**Teks Halaman:**
::::
Sabtu, Maret 09, 2024

Senja Kala SDN Brotodipuran

  Budiarto Eko Kusumo       Sabtu, Maret 09, 2024
Guru dan Siswa Kelas 2 SDN Brotodipuran Solo Tahun 1976

Jauh sebelum diberlakukan zonasi sekolah pada tahun 2018 di Kota Surakarta, atau yang dikenal dengan sebutan Kota Solo, Sekolah Dasar Negeri (SDN) Brotodipuran No. 101 yang berada di daerah Kartopuran, Kelurahan Jayengan, telah tutup. 
Dari tiga SD yang berdiri dalam satu lahan di belakang Kantor Kelurahan Jayengan atau Puskesmas Serengan itu, dua SD yaitu SDN Sidokare dan SDN Brotodipuran tutup. Kini, tinggal SDN Kartodipuran No. 21 yang masih beraktivitas hingga saat ini.
Tutupnya kedua SD tersebut lantaran kekurangan siswa dalam Penerimaan Peserta Didik Baru (PPDB) yang mulai melanda Kota Solo pada tahun 2000 ke atas. Konon, kurangnya jumlah siswa baru di SD telah terjadi beberapa tahun belakangan. Ini dinilainya merupakan dampak dari keberhasilan program keluarga berencana (KB). 
Dengan adanya keberhasilan KB, jumlah lulusan TK tidak bertambah banyak. Akhirnya, SDN Sidokare dan SDN Brotodipuran digabung dengan SDN Kartodipuran. Bahkan, saya juga mendengar puluhan tahun lalu bahwa salah seorang guru SDN Brotodipuran menjadi Kepala Sekolah di SDN Kartodipuran setelah dilebur.
Selain isu keberhasilan program KB, terhembus kabar juga bahwa sekolah-sekolah yang kekurangan siswa adalah sekolah-sekolah yang prestasi dan kegiatannya dinilai kurang bagus oleh masyarakat. Kekurangan siswa SD di Kota Solo ditemukan tidak hanya di dua SDN tersebut.
Sebagai alumni SDN Brotodipuran, saya tidak mengetahui dengan pasti penyebab dominannya. Apakah karena prestasi kedua SDN tersebut turun sehingga masyarakat enggan menyekolahkan anaknya di situ, atau lantaran keberhasilan program KB, kedua SDN kalah bersaing dalam kreativitas menggaet siswa baru?
Senja kala SDN Brotodipuran telah terjadi hingga ditutup. Pengertian senja kala dalam hal ini adalah kemunduran SDN Brotodipuran. Kemunduran itu karena dua variabel yang disebutkan di atas, entah itu berjalan sendiri atau dua variabel tersebut bergerak secara kolaboratif.
::::
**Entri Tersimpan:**
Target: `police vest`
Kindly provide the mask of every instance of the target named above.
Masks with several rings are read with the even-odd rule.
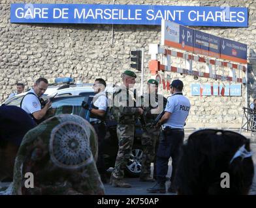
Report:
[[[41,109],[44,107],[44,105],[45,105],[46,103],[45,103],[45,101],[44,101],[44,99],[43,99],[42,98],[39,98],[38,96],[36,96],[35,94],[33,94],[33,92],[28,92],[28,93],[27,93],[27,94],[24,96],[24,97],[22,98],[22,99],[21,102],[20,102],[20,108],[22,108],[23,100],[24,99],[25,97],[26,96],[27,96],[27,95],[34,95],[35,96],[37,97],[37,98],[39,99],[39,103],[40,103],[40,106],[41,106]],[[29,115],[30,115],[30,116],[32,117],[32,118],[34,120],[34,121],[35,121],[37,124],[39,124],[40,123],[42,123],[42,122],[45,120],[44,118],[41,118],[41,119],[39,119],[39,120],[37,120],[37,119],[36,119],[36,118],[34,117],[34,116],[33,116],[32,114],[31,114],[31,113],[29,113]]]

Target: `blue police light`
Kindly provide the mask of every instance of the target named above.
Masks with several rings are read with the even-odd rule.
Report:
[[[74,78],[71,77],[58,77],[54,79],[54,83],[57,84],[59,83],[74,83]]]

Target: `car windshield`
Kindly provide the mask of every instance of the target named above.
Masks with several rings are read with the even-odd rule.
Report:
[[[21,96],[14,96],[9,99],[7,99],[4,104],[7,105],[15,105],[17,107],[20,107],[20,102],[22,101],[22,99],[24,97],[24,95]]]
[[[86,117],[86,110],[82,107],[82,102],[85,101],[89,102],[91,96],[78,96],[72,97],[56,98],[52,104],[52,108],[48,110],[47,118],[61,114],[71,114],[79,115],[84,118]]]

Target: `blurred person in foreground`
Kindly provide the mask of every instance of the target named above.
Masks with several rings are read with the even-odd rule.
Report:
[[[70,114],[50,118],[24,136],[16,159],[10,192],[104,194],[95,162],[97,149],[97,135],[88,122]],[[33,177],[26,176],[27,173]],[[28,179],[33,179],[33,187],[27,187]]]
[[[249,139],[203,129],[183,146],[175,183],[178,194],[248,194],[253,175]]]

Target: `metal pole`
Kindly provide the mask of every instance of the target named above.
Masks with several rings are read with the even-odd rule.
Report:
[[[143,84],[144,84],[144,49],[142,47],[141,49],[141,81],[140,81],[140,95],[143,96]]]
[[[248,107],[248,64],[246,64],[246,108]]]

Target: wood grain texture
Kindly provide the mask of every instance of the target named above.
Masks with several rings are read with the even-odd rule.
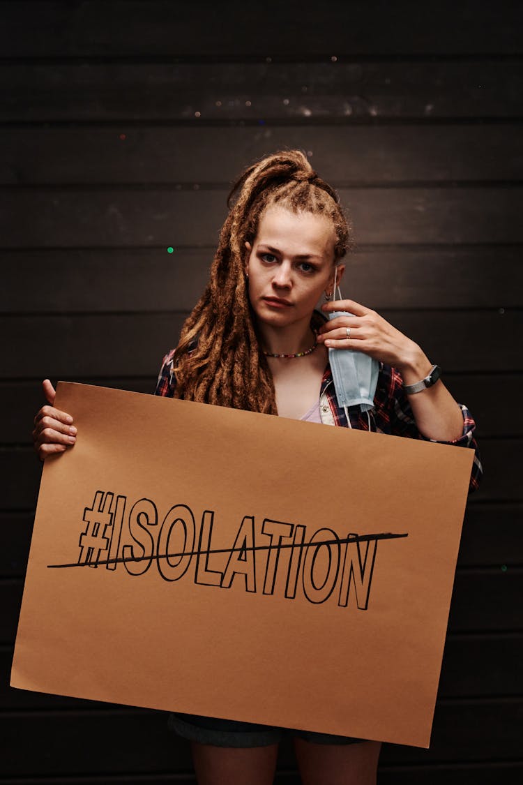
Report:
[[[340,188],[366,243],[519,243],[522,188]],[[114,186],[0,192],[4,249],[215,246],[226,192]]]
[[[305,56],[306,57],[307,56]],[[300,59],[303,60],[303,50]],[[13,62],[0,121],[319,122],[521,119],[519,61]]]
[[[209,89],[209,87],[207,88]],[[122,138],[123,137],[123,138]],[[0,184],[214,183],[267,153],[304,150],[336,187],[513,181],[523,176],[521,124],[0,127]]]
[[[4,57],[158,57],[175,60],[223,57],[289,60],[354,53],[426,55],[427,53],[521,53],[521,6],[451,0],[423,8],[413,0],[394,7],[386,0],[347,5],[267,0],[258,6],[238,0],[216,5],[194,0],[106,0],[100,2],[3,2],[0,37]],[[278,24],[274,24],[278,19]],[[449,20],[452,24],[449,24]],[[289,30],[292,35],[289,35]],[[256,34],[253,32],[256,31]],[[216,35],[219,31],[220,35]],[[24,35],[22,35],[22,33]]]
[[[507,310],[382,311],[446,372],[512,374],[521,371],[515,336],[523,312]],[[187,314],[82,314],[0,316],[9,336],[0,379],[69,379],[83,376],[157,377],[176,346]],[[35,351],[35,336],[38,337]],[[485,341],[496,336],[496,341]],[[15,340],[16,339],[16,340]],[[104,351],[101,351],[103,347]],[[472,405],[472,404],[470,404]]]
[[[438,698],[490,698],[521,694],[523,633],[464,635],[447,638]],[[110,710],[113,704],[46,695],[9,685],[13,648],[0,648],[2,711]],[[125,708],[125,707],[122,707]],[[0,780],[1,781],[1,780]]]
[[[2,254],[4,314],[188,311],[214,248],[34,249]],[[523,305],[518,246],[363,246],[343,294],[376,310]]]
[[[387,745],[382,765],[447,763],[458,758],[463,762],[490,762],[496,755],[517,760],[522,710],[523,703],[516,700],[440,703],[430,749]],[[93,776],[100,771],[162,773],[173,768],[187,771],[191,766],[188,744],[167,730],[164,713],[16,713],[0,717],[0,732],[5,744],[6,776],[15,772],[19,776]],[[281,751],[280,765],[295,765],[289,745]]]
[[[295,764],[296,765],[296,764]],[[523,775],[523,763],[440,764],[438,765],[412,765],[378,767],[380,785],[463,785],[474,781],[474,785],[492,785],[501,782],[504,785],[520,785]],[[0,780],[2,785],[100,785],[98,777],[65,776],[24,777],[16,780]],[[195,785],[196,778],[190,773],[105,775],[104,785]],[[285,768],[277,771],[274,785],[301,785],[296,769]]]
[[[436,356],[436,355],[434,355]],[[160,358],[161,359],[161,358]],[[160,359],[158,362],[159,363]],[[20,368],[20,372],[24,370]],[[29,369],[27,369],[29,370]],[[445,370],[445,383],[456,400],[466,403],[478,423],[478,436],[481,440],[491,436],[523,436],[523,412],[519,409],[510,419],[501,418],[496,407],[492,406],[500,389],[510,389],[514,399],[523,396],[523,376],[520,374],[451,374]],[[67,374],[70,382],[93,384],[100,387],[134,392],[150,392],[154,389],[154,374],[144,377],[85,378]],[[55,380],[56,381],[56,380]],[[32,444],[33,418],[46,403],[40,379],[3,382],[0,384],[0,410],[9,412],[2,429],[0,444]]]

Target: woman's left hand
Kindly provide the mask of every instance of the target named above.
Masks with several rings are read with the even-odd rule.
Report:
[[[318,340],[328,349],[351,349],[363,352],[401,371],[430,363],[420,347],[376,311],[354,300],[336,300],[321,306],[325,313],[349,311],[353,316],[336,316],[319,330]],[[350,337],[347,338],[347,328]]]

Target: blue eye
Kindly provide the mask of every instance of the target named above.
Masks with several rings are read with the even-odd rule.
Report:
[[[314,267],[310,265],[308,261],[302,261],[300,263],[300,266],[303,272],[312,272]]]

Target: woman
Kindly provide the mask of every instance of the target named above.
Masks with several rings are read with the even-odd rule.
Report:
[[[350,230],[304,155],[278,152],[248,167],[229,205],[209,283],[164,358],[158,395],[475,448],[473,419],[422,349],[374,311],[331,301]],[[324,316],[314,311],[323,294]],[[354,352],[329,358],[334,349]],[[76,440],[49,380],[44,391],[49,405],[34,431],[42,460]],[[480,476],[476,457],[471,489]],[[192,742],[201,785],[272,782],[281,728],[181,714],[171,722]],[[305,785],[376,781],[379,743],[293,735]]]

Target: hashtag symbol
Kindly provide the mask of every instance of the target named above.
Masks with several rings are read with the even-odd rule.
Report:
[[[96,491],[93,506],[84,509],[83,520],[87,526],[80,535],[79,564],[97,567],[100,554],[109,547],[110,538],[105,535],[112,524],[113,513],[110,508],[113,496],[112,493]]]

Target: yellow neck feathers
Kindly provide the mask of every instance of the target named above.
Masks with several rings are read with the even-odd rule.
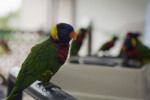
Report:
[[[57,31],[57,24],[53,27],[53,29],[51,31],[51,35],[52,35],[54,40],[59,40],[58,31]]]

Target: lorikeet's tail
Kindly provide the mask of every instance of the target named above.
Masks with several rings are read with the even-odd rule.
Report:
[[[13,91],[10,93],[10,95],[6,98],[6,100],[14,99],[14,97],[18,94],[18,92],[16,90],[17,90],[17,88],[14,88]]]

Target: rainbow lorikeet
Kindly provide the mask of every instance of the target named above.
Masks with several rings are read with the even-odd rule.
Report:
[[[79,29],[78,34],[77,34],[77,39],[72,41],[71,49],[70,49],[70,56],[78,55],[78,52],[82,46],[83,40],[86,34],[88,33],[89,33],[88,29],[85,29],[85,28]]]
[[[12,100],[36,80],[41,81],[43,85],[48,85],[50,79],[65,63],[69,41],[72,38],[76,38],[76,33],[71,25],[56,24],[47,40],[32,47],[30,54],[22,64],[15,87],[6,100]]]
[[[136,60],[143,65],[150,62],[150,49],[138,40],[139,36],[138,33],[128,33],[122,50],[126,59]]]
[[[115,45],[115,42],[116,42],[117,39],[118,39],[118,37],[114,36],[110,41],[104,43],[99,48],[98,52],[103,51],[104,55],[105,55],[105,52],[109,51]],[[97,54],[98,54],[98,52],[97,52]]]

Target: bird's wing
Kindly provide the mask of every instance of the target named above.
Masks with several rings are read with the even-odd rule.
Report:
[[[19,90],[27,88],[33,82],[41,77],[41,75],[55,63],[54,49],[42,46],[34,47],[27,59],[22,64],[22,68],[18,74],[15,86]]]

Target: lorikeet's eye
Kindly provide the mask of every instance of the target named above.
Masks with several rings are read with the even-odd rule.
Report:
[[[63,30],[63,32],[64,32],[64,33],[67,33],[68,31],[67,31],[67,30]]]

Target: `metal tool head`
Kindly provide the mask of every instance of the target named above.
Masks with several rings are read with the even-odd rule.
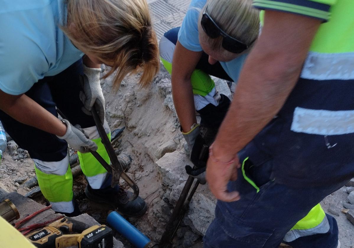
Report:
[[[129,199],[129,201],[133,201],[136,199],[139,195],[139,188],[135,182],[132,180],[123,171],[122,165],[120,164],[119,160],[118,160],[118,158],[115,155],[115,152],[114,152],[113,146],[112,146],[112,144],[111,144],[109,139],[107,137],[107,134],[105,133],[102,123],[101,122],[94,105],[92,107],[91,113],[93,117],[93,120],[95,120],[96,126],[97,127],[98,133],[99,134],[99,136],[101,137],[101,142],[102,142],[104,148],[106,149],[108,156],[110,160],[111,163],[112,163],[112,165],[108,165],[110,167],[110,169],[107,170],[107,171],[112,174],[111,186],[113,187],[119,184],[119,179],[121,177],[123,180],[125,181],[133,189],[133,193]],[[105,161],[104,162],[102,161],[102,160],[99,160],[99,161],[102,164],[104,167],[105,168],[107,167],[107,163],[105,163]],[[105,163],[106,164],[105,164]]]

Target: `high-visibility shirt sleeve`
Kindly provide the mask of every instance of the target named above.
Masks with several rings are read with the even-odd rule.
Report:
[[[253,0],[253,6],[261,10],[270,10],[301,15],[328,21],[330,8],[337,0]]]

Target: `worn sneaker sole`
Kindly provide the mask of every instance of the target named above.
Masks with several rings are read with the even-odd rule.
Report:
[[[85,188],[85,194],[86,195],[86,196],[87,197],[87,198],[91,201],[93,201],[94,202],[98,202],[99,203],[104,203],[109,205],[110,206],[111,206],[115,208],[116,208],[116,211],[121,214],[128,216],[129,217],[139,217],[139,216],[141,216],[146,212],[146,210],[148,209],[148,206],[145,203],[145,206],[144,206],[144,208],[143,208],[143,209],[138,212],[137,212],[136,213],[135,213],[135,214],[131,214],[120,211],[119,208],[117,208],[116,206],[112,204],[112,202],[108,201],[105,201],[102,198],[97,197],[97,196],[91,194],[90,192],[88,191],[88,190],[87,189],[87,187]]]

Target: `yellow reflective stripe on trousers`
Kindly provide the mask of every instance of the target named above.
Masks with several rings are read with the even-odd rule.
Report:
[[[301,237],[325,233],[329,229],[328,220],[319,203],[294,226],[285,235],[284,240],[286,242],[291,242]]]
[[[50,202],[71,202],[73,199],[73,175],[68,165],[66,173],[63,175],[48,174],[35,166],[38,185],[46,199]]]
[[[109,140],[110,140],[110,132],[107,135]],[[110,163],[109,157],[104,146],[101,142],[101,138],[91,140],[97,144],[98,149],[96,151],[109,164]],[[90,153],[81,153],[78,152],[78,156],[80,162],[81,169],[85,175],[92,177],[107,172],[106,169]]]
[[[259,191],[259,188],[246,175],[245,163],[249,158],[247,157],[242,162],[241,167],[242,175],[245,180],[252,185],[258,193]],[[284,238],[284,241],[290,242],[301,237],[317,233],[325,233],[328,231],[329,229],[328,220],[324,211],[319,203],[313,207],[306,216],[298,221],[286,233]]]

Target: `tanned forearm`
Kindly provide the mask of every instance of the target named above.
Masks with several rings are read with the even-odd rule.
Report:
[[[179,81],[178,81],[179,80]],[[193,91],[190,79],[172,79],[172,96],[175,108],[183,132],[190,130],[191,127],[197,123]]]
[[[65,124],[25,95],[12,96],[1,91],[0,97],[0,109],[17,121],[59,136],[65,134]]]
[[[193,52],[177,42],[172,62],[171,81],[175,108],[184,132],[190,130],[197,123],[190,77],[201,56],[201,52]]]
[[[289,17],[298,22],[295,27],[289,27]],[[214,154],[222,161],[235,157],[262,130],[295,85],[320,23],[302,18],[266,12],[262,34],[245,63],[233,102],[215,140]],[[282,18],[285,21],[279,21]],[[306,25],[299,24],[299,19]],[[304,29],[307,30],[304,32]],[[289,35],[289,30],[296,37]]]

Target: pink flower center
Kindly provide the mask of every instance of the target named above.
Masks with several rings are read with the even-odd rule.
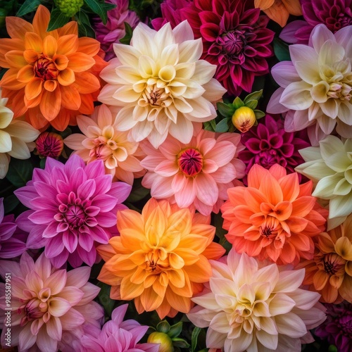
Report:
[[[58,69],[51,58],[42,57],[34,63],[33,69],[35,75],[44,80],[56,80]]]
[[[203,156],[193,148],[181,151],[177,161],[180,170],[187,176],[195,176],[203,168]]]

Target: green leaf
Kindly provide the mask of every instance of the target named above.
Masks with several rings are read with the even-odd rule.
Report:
::::
Salin persis bagian teks halaman mulai "Selain isu keberhasilan" hingga "dua SDN tersebut.". Acuan satu-satunya adalah teks halaman.

**Hasil:**
Selain isu keberhasilan program KB, terhembus kabar juga bahwa sekolah-sekolah yang kekurangan siswa adalah sekolah-sekolah yang prestasi dan kegiatannya dinilai kurang bagus oleh masyarakat. Kekurangan siswa SD di Kota Solo ditemukan tidak hanya di dua SDN tersebut.